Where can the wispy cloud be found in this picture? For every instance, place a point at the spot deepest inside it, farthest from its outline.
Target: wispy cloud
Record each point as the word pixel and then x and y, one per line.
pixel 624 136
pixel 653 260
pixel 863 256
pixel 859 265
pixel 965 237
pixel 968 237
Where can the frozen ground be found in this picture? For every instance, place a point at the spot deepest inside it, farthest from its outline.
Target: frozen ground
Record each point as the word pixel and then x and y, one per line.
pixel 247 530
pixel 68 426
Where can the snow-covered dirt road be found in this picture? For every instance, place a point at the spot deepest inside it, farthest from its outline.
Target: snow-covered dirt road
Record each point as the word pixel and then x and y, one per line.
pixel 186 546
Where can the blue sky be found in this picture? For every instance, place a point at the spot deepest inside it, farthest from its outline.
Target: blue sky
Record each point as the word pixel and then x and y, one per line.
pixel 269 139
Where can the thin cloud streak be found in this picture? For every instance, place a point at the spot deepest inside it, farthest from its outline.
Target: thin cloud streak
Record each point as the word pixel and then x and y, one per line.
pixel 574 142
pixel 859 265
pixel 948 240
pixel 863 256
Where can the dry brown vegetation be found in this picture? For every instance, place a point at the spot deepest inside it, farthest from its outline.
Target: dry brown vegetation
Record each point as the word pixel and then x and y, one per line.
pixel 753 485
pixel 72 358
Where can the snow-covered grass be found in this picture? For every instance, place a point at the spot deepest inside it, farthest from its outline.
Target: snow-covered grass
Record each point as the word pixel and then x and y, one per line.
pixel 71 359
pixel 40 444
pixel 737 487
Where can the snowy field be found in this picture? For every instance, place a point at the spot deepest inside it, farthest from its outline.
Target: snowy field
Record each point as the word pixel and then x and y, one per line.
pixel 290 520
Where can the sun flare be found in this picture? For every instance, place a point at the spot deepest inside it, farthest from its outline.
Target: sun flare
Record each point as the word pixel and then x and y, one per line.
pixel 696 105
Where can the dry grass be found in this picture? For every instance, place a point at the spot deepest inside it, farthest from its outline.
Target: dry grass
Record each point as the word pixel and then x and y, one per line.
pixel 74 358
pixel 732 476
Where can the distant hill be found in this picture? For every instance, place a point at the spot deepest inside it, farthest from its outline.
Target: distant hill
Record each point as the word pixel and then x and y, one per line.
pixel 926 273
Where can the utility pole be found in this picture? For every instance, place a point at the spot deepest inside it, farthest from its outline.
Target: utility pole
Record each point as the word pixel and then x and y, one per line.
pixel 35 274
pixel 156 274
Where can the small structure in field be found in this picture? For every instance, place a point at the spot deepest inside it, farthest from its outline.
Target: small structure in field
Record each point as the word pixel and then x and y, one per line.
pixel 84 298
======
[PROBLEM TO WORK ON]: Return exactly the lines from the one containing "Where can the snow-covered grass" through the last line of the records above, both included, and nothing else.

[OUTPUT OF THE TASK]:
Where can the snow-covered grass be found in this picture? For every instance, place a point at the spot deepest inside it, farthest from its outline.
Target: snow-covered grass
Record each point as the word pixel and then x and y, one per line.
pixel 71 359
pixel 40 444
pixel 737 487
Where can the snowy field be found in this picture? For every instance, place a point at the spot deepest inside it, farthest from its outline.
Target: snowy field
Record each point as the word pixel and then x and y, one per line.
pixel 290 520
Where can the sun flare be found in this picture? For every instance, place a point at the spot deepest inside it, farthest from its outline.
Target: sun flare
Record each point as the word pixel and then x and y, one per line.
pixel 696 105
Where can the dry grass be found in this picture? For every instance, place a point at the spot deepest inside it, farthest from its outline.
Target: dry grass
Record each point as the word pixel and then x and y, one per line.
pixel 74 358
pixel 732 476
Where can the distant hill be found in this picture? For every instance, place a point at the spot deepest inside it, farthest from its outline.
Target: distant hill
Record each point as the word pixel and then x and y, one per line.
pixel 926 273
Where can the utility pole be found in this picture? For every instance, place a point at the spot deepest inside it, farthest from its outline.
Target: utility pole
Record each point as the word pixel and then x and y, one per line.
pixel 35 274
pixel 156 274
Where can the small structure in field be found in this picture? For every instance, place a point at the spot deepest inside it, farthest from its outline.
Target: small structure in field
Record each point as the word pixel and then x and y, one per line.
pixel 84 298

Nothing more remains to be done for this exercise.